▶ **STATED GOAL 1**: Duplicate the part of the Alabama Senate race article between "Armed with Trump’s" and "a quarter century.", inclusive.

▶ **TEXT PROVIDED**:
++++++++
MONTGOMERY, Ala. (AP) - With control of the U.S. Senate on the line, Alabama’s race is shaping up to be a contentious showdown between a college football coach backed by President Donald Trump and the body’s most endangered Democrat, who will need to motivate his base and court moderate voters to win political survival.
Armed with Trump’s endorsement and fame from years on the sidelines, former Auburn University football coach Tommy Tuberville handily defeated former U.S. Attorney General Jeff Sessions in Tuesday’s Republican runoff, and quickly pivoted to attacking Sen. Doug Jones, who pulled off a stunning political upset in a 2017 special election to become Alabama’s first Democrat elected to the Senate in a quarter century.
Tuberville has never held public office but cast himself as a better match with Alabama voters in his victory speech.
“Democrat Doug Jones is running for reelection with the slogan One Alabama. Well, you can make no mistake about it. What Doug really means is one liberal Alabama,” Tuberville said on election night.
++++++++
▶ **STATED GOAL 2**: Set down the record that follows, line for line and unchanged.
++++++++
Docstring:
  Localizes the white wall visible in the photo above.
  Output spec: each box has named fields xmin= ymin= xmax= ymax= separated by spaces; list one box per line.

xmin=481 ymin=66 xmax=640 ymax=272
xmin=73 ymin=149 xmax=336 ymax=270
++++++++
▶ **RESPONSE 1**:
Armed with Trump’s endorsement and fame from years on the sidelines, former Auburn University football coach Tommy Tuberville handily defeated former U.S. Attorney General Jeff Sessions in Tuesday’s Republican runoff, and quickly pivoted to attacking Sen. Doug Jones, who pulled off a stunning political upset in a 2017 special election to become Alabama’s first Democrat elected to the Senate in a quarter century.

▶ **RESPONSE 2**:
Docstring:
  Localizes the white wall visible in the photo above.
  Output spec: each box has named fields xmin= ymin= xmax= ymax= separated by spaces; list one box per line.

xmin=481 ymin=66 xmax=640 ymax=272
xmin=73 ymin=149 xmax=336 ymax=270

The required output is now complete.